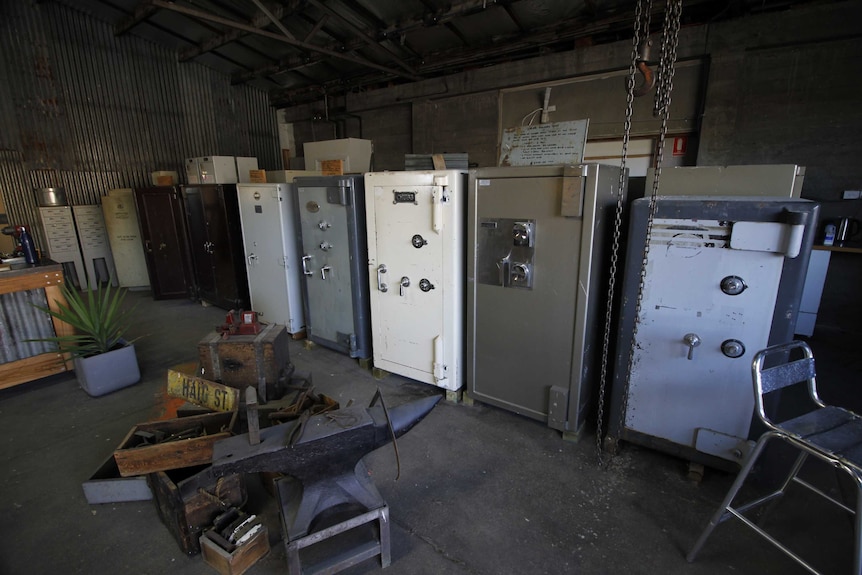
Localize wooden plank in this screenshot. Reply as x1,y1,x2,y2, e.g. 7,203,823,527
167,370,239,412
0,352,69,390
44,283,75,338
0,269,64,294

####

**Instructions for the task**.
What is needed here is an exact transcript of the data above, pictures excluded.

**Solution**.
Localize wooden plank in this screenshot. Reply as x1,y1,x2,y2, e.g. 7,203,823,527
167,370,239,412
0,352,69,390
44,283,75,338
0,269,64,294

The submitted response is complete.